Dataset entries:
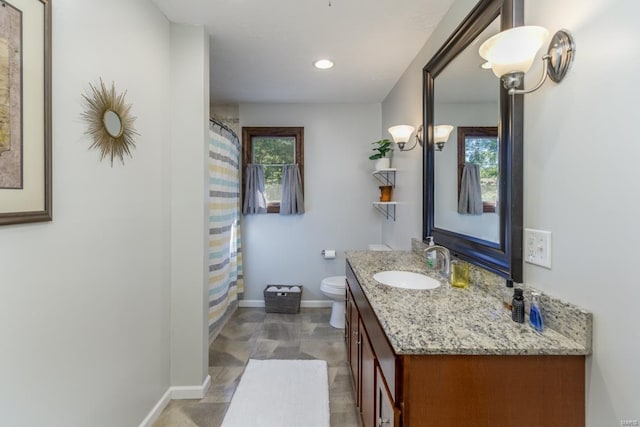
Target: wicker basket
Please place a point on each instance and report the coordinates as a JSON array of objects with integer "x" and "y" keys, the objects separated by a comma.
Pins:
[{"x": 282, "y": 302}]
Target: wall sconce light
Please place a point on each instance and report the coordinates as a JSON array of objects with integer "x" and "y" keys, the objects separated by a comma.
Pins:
[
  {"x": 512, "y": 52},
  {"x": 401, "y": 135},
  {"x": 441, "y": 135}
]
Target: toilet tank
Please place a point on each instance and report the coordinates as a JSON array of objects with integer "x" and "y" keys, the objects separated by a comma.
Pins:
[{"x": 379, "y": 247}]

The task:
Please output the records exactly, leaving the pictures out.

Your response:
Target: wicker basket
Please place a point on each instance and report the coordinates as a JSON array of objects with integer "x" and "y" keys, the objects separated by a comma.
Pins:
[{"x": 282, "y": 302}]
Target: wall sconce light
Please place a point on each instance and report the coordinates as a JSON array of objects with integer "x" and "y" keys, the objects separated by a comma.
Pins:
[
  {"x": 512, "y": 52},
  {"x": 401, "y": 135},
  {"x": 441, "y": 135}
]
Target: toilet tank
Please place a point on each instance and report the coordinates as a JSON array of objects with integer "x" and "y" keys, the objects separated by a comma.
Pins:
[{"x": 379, "y": 247}]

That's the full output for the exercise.